## begin Dataset entries
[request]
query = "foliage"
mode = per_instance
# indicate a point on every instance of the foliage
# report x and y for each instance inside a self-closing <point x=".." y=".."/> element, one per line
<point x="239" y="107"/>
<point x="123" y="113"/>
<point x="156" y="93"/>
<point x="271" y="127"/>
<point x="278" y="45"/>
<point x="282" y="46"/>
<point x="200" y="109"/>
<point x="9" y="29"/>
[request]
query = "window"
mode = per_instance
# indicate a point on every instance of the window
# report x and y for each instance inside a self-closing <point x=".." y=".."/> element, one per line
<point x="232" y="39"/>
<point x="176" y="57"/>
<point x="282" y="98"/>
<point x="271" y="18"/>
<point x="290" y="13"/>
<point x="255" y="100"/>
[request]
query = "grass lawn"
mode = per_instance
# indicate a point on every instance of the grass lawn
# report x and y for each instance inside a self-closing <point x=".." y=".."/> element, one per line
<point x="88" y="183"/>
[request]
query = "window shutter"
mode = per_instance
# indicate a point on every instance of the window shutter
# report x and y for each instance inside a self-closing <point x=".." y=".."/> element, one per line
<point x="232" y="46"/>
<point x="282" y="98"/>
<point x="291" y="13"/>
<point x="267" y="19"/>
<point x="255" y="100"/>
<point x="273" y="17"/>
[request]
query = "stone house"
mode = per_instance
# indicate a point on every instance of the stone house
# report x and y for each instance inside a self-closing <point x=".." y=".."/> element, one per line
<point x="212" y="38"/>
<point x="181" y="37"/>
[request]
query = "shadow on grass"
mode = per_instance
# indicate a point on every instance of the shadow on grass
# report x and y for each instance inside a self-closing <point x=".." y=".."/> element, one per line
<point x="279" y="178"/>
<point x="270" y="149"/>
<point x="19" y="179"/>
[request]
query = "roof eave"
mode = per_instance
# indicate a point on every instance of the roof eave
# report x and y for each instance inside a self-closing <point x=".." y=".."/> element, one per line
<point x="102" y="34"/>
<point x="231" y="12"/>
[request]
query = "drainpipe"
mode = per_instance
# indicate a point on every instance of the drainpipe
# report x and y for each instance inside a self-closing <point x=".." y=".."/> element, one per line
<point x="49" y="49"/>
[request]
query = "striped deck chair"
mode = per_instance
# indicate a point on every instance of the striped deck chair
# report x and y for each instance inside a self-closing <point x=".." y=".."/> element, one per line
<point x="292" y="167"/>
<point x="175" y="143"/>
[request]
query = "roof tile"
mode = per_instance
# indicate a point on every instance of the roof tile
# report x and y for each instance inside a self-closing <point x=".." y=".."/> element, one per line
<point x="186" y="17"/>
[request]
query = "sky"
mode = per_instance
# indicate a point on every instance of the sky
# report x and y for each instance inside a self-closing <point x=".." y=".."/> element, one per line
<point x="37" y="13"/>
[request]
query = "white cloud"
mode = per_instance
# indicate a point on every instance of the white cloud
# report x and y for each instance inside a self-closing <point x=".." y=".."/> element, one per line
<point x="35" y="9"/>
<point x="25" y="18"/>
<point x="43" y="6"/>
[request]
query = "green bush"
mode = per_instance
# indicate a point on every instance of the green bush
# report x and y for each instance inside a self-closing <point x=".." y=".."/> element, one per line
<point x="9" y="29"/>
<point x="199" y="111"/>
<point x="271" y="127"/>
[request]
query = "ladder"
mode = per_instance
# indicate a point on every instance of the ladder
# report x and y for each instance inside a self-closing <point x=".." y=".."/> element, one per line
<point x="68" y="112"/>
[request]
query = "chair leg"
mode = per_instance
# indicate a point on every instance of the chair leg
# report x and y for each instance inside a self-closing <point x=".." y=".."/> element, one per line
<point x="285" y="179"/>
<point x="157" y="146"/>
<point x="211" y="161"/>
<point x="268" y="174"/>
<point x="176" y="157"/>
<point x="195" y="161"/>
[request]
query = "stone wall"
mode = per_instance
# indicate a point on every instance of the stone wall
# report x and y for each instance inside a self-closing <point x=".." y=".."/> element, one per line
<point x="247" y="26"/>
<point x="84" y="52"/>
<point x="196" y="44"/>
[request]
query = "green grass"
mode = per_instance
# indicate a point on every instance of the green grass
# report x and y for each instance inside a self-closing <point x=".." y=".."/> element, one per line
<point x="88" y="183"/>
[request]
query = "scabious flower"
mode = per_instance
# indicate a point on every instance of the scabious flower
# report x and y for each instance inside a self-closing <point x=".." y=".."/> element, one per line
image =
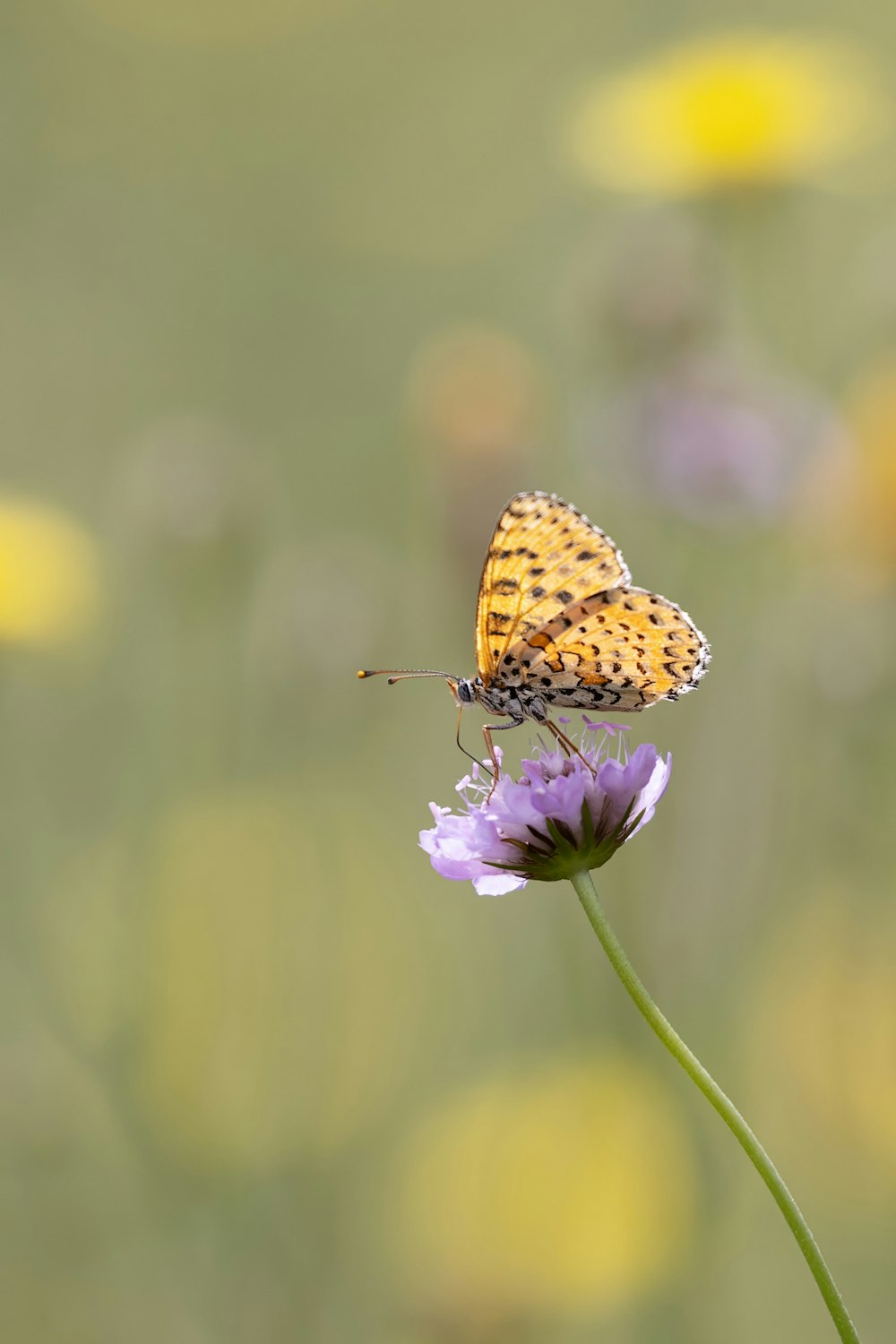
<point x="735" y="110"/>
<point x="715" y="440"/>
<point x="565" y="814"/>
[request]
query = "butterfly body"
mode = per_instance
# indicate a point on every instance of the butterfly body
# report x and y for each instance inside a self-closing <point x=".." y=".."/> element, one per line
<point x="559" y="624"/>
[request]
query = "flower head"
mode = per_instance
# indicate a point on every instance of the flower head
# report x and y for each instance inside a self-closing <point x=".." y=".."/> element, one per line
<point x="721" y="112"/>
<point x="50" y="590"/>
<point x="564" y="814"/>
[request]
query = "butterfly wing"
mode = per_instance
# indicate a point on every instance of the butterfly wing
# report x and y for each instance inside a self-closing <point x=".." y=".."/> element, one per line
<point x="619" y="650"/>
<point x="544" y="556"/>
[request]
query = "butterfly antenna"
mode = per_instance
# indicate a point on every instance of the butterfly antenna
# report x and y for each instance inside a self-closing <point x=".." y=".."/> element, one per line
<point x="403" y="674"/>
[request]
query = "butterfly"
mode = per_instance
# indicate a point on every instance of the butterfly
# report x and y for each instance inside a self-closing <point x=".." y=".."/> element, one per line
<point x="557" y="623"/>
## end Dataset entries
Return every line of the records above that contains the string "tile". Case counts.

query = "roof tile"
# indicate a point on every instance of the roof tile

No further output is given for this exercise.